[Pointing dataset excerpts]
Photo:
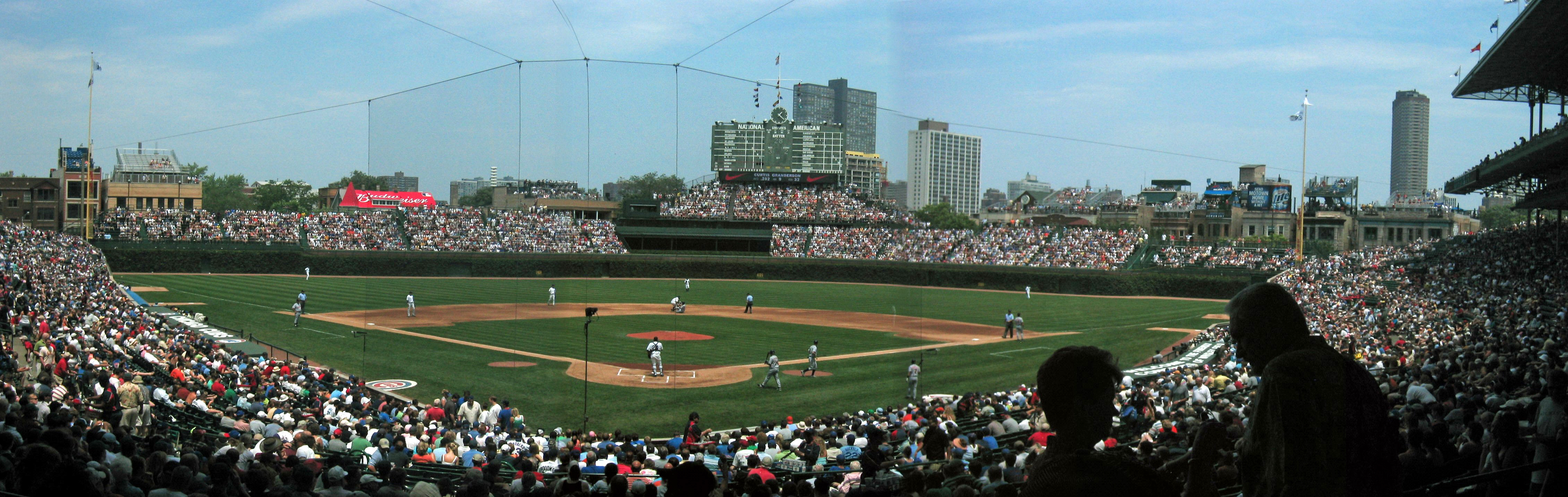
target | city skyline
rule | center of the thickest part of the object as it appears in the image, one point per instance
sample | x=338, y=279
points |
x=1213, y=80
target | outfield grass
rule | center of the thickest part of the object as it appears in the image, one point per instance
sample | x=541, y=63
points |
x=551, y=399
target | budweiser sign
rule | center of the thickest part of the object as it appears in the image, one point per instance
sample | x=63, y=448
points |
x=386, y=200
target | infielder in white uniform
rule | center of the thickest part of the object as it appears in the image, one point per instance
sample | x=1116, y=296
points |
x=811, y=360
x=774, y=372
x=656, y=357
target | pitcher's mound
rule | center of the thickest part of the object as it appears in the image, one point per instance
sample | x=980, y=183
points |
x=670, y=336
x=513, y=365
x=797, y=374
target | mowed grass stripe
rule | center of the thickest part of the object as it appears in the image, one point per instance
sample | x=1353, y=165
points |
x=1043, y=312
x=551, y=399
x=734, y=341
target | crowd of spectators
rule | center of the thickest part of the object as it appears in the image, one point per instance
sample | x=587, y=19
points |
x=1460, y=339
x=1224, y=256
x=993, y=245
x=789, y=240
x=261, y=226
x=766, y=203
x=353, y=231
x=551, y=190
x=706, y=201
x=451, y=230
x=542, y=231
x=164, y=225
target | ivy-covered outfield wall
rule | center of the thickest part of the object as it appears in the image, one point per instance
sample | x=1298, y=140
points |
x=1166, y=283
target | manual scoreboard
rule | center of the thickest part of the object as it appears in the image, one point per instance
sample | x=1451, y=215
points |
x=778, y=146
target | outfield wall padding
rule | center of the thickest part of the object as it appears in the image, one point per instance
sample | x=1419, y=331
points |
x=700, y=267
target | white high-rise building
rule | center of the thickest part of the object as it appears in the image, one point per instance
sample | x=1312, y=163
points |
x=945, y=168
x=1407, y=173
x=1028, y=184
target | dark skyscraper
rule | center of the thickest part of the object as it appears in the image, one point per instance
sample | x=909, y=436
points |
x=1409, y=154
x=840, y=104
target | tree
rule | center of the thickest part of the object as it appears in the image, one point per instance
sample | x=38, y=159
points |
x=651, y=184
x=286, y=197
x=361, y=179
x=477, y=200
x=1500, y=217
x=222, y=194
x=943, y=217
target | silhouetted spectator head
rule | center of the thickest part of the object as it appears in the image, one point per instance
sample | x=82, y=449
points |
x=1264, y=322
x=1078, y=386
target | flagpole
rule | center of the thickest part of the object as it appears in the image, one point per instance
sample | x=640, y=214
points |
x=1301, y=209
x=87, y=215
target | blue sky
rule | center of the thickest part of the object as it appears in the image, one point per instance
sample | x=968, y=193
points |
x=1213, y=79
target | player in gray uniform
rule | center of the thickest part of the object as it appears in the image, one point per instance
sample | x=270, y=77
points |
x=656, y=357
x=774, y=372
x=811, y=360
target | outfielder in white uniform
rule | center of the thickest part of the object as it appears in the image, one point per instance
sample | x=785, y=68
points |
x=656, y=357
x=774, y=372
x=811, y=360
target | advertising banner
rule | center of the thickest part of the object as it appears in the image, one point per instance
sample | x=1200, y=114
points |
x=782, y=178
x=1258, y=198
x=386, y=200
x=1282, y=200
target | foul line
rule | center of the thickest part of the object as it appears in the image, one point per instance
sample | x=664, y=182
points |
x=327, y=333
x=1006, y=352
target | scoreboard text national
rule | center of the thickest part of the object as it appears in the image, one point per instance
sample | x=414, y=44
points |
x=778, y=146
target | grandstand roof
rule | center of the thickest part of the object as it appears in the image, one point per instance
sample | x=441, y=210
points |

▸ **Directive**
Rewrite the part of the rows that opens with the line containing "target | manual scoreboard" and closes with the line containing "x=840, y=104", keeping the requests, and offset every x and y coordinate in the answer points by 142 while leaving the sample coordinates unchanged.

▸ **Worked solution**
target | manual scoreboard
rule | center of the thickest part of the object as it appears in the image, one point per instance
sample | x=1451, y=215
points |
x=920, y=288
target | outfield wall padding
rule | center of the thickest part of the object as it appears in the image, one point per instance
sample | x=1419, y=331
points |
x=842, y=409
target | white high-rise building
rule | center of the thickest part of the object as it appears in the image, one point per instance
sample | x=1312, y=163
points |
x=1087, y=310
x=1549, y=315
x=1170, y=326
target | dark skyscraper
rule | center of the thickest part of the object as it appears in the image, one point per instance
sample | x=909, y=436
points |
x=1551, y=296
x=982, y=246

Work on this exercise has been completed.